• **Source text**:
++++++++

Concentration of Credit Risk

 

Financial instruments that potentially subject the Company to concentrations of credit risk consist principally of cash, cash equivalents, accounts receivable and marketable securities. The counterparties are various corporations and financial institutions of high credit standing, as described above.

 

Substantially all of the Company’s cash and cash equivalents are maintained in U.S. government agencies and debt of well-known, investment grade, corporations. Deposits held with banks may exceed the amount of insurance provided on such deposits. Generally, these deposits may be redeemed upon demand and, therefore, management believes they bear minimal default risk.

 

Inventories

 

Inventories, which are recorded at the lower of cost or market, include materials, labor, and other direct and indirect costs and are valued using the first-in, first-out method. The Company capitalizes inventories produced in preparation for commercial launches when it becomes probable that the related product candidates will receive regulatory approval and that the related costs will be recoverable through the commercial sale of the product.

 

Property and Equipment

 

Property and equipment are stated at cost. Upon retirement or sale, the cost of assets disposed of and the related accumulated depreciation are removed from the accounts and any resulting gain or loss is credited or charged to operations. Repairs and maintenance costs are expensed as incurred. Depreciation and amortization are computed using the straight-line method over the following average useful lives:

 

Computer equipment

3 years

Software

3 years

Lab equipment and furniture

5 - 10 years

Leasehold improvements

Shorter of lease term or useful life

 

Intangible Assets

 

Intangible assets consist of patent defense costs, which are deferred legal fees that have been incurred in connection with legal proceedings related to the defense of patents for Oxtellar XR and Trokendi XR. Patent defense costs will be charged to expense in the event of an unsuccessful outcome of the ongoing litigation. Patents are carried at cost less accumulated amortization, which is calculated on a straight line basis over the estimated useful lives of the patents. Amortization commences in the quarter after the costs are incurred. The amortization period is based initially upon the remaining patent life and is adjusted, if necessary, for any subsequent settlements or other changes to the expected useful life of the patent. The carrying value of the patents is assessed for impairment annually during the fourth quarter of each year, or more frequently if impairment indicators exist. There were no indicators of impairment identified at March 31, 2018 or December 31, 2017.

++++++++

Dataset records
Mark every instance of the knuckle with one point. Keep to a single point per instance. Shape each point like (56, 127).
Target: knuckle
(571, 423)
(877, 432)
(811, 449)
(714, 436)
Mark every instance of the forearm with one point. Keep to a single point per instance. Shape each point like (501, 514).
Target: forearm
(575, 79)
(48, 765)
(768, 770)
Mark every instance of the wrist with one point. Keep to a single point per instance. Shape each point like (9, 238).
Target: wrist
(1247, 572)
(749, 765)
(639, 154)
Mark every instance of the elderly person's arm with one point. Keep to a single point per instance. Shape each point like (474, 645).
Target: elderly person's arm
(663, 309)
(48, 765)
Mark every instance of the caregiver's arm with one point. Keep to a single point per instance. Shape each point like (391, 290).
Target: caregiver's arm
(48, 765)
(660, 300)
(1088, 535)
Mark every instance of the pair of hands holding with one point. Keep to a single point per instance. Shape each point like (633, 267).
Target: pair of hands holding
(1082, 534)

++++++++

• **Assigned task 1**:
In the accounting policies excerpt, what method is used to value inventories?
• **Assigned task 2**:
Set down the part of the accounting policies excerpt that opens with the words containing "Substantially all of" and closes with "minimal default risk.".
• **Assigned task 3**:
Resume the accounting policies excerpt from where it stops.
The listing has no connection to the accounting policies excerpt.

• **Exercise output 1**:
The first-in, first-out method.

• **Exercise output 2**:
Substantially all of the Company’s cash and cash equivalents are maintained in U.S. government agencies and debt of well-known, investment grade, corporations. Deposits held with banks may exceed the amount of insurance provided on such deposits. Generally, these deposits may be redeemed upon demand and, therefore, management believes they bear minimal default risk.

• **Exercise output 3**:
 

Impairment of Long-Lived Assets

 

Long-lived assets consist primarily of property and equipment and patent defense costs. The Company assesses the recoverability of its long-lived assets whenever events or changes in circumstances indicate that the carrying amount of an asset may not be recoverable. If indications of impairment exist, projected future undiscounted cash flows associated with the asset are compared to the carrying value to determine whether the asset’s value is recoverable. Evaluating for impairment requires judgment, including the estimation of future cash flows, future growth rates and profitability, and the expected life over which cash flows will occur. Changes in the Company’s business strategy or adverse changes in market conditions could impact impairment analyses and require the recognition of an impairment charge equal to the excess of the carrying value of the long-lived asset over its estimated fair value. There were no indicators of impairment identified for the Company’s long-lived assets at March 31, 2018 or December 31, 2017.

 

8



Table of Contents

 

Deferred Financing Costs

 

Deferred financing costs consist of financing costs incurred by the Company in connection with the closing of the Company’s $402.5 million of 0.625% Convertible Senior Notes due 2023 (the 2023 Notes) (see Note 8). The Company amortizes deferred financing costs over the term of the related debt using the effective interest method. When extinguishing debt, the related deferred financing costs are written off.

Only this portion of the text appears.